> **Exercices et consignes**
**1)** Dites si chacune des affirmations suivantes concorde avec le document, en répondant par oui ou non et en citant textuellement les mots qui tranchent : (a) l'équipe technique était plus réduite pour Molière que pour 1789 ; (b) un public était présent pendant le tournage de 1789 ; (c) pour Molière, on se mettait d'accord avant le tournage.
**2)** Recopiez fidèlement le passage du document qui commence aux mots « Ariane Mnouchkine, avec » et s'arrête après les mots « 1789 à Molière ? ».

> **Document**
Ariane Mnouchkine, avec Bernard Zitzerman (directeur de la photographie), et derrière la caméra, Jean-Paul Meurisse (Cadreur), sur le tournage de Molière (1977) © Michèle Laurent

 

Quelle a été votre évolution de 1789 à Molière ?

Molière est mon vrai premier film. Bien sûr je considère tout à fait 1789 comme un film mais il s'agissait plutôt d'une sorte de reportage : c'était un film sur un événement, notre spectacle théâtral en activité, et non pas un événement conçu pour un film, alors que Molière est un film depuis l'instant ou j'ai eu envie de le faire en tant que film et non comme un spectacle que j'aurais filmé ensuite. J'ai travaillé avec la même équipe technique (le même directeur de la photographie et le même cadreur), sauf qu'elle était beaucoup plus large pour Molière. En ce qui concerne la partie proprement cinématographique de l'entreprise, nous avions très envie de travailler avec des techniciens de grande compétence. Ça a été une expérience formidable, très positive, très fertile. On s'est appris mutuellement : eux nous ont énormément appris et je crois que dans notre façon de travailler ils ont aussi trouvé des choses qui leur ont plu. Mais les conditions de travail ont été trés différentes cette-fois. Par exemple pour 1789, j'avais torturé, martyrisé mon directeur de la photographie, parce que je ne voulais pas qu'il abîme le spectacle pour le public qui était présent pendant le tournage. Donc, dès qu'il voulait monter les lumières, je refusais. Je lui disais : non, tu montes d'un demi-point mais pas plus. Donc nos rapports ont été complétement différents cette-fois : nous nous mettions d'accord avant le tournage. Il me disait très rapidement ce qu'il allait faire, pour éviter un éventuel malentendu sur la scène, puis il travaillait tout à fait librement. À la limite je dirai qu'on s'entendait si bien qu'on n'avait plus besoin de s'expliquer.

> **Données**
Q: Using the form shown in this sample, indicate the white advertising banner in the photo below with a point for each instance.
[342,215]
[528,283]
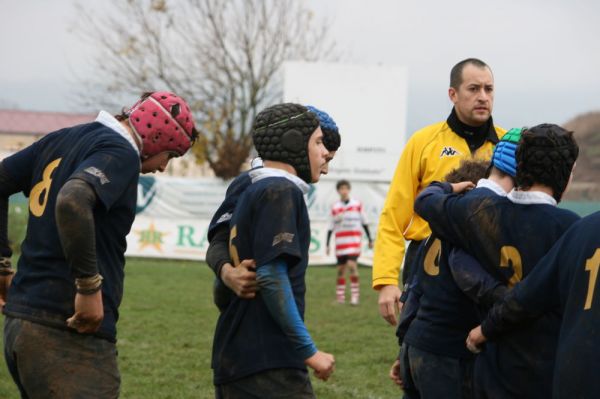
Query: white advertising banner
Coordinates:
[369,105]
[174,215]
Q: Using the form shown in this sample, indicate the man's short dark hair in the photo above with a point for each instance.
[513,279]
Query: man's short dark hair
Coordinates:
[341,183]
[546,155]
[456,72]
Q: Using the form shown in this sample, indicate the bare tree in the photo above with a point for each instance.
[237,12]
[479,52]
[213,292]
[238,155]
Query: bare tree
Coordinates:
[224,56]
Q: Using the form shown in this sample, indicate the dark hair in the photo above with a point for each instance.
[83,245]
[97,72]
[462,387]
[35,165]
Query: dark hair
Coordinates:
[469,170]
[456,72]
[341,183]
[546,155]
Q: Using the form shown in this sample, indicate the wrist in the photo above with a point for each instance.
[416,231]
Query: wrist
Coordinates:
[88,285]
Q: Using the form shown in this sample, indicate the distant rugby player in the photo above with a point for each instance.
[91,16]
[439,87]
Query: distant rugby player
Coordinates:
[347,221]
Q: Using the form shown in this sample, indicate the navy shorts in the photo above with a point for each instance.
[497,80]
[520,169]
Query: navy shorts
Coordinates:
[272,384]
[47,362]
[430,376]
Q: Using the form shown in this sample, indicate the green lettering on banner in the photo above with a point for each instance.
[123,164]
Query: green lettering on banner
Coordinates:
[315,243]
[185,237]
[186,233]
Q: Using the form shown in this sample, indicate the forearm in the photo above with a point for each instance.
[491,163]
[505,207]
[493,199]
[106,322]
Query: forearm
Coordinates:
[276,292]
[440,210]
[217,254]
[76,227]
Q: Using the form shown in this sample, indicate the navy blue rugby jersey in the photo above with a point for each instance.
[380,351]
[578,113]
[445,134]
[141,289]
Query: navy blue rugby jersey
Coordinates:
[233,193]
[43,288]
[270,221]
[445,314]
[508,239]
[567,279]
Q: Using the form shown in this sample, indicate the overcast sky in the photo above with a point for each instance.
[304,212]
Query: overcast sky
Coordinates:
[545,54]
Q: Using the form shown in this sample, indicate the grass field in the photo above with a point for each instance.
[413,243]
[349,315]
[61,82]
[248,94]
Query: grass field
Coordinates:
[167,323]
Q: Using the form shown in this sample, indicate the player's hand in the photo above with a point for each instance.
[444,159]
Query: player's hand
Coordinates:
[322,363]
[475,340]
[389,303]
[242,279]
[395,374]
[89,313]
[463,186]
[4,285]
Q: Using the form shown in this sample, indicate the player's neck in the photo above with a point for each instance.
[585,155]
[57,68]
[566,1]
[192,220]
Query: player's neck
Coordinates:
[540,187]
[505,182]
[280,165]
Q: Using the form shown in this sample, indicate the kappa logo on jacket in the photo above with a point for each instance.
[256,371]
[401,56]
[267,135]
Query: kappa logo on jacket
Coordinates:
[449,152]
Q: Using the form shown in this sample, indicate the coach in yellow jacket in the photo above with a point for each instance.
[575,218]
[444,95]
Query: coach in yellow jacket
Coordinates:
[429,155]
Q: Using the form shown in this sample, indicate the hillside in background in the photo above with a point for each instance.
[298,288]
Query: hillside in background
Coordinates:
[586,183]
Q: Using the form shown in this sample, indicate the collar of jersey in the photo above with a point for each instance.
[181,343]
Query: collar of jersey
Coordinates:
[531,197]
[491,185]
[111,122]
[263,173]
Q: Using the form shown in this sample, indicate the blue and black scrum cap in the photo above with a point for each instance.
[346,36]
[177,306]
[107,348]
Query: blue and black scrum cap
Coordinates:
[331,134]
[504,157]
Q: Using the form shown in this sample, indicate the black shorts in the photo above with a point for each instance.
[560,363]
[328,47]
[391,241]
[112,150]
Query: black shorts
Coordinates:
[342,260]
[274,383]
[47,362]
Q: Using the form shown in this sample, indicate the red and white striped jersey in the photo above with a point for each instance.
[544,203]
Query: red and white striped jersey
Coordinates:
[347,220]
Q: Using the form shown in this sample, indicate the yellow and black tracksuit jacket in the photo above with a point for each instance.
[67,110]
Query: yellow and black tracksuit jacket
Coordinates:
[428,156]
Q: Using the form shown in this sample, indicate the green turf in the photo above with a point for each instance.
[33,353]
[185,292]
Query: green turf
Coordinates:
[168,319]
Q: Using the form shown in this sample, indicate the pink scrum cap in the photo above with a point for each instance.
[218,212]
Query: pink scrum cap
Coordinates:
[164,123]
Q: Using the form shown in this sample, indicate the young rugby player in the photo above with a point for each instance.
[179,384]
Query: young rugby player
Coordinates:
[62,306]
[241,280]
[261,346]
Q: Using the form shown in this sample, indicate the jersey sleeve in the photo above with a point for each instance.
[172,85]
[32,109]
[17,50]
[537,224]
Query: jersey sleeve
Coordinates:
[473,279]
[395,218]
[19,166]
[536,294]
[110,170]
[445,212]
[275,223]
[225,210]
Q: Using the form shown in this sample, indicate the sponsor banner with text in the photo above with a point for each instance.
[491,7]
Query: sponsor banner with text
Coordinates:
[173,215]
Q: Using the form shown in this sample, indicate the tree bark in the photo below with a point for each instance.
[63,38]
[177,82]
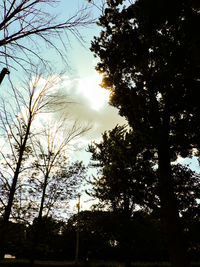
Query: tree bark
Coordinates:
[6,216]
[169,210]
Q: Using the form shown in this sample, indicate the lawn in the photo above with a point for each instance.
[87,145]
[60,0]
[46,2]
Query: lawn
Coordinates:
[25,263]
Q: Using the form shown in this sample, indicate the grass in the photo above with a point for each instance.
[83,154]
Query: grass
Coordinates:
[25,263]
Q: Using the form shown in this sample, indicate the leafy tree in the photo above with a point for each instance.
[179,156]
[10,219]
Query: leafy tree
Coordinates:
[125,175]
[149,56]
[49,238]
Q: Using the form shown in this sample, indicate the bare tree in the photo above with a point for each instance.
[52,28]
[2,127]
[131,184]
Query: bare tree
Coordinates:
[51,152]
[56,180]
[17,114]
[25,25]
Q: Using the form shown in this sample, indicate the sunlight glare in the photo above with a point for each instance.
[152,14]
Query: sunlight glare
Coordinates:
[91,89]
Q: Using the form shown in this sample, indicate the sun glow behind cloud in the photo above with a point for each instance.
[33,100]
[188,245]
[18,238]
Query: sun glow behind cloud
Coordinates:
[91,89]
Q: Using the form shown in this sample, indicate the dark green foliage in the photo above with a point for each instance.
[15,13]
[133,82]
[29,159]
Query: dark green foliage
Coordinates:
[126,177]
[150,60]
[112,236]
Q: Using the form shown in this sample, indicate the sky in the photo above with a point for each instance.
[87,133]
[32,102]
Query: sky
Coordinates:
[79,82]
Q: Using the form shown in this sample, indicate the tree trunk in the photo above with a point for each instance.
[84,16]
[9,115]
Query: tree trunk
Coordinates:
[169,211]
[8,207]
[36,238]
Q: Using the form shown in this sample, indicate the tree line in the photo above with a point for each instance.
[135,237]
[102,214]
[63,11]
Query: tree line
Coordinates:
[148,54]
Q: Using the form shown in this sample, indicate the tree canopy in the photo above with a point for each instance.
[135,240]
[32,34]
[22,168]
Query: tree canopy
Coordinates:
[149,57]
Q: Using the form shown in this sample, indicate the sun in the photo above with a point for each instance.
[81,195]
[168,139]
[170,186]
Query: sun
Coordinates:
[91,89]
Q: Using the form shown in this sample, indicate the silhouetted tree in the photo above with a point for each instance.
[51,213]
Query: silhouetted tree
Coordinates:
[150,60]
[17,116]
[125,175]
[25,26]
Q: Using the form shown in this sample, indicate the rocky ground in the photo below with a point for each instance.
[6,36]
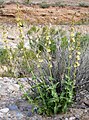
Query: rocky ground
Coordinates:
[12,105]
[33,14]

> **Réponses par exercice**
**1)**
(a) Non : « sauf qu'elle était beaucoup plus large pour Molière ».
(b) Oui : « pour le public qui était présent pendant le tournage ».
(c) Oui : « nous nous mettions d'accord avant le tournage ».

**2)**
Ariane Mnouchkine, avec Bernard Zitzerman (directeur de la photographie), et derrière la caméra, Jean-Paul Meurisse (Cadreur), sur le tournage de Molière (1977) © Michèle Laurent

 

Quelle a été votre évolution de 1789 à Molière ?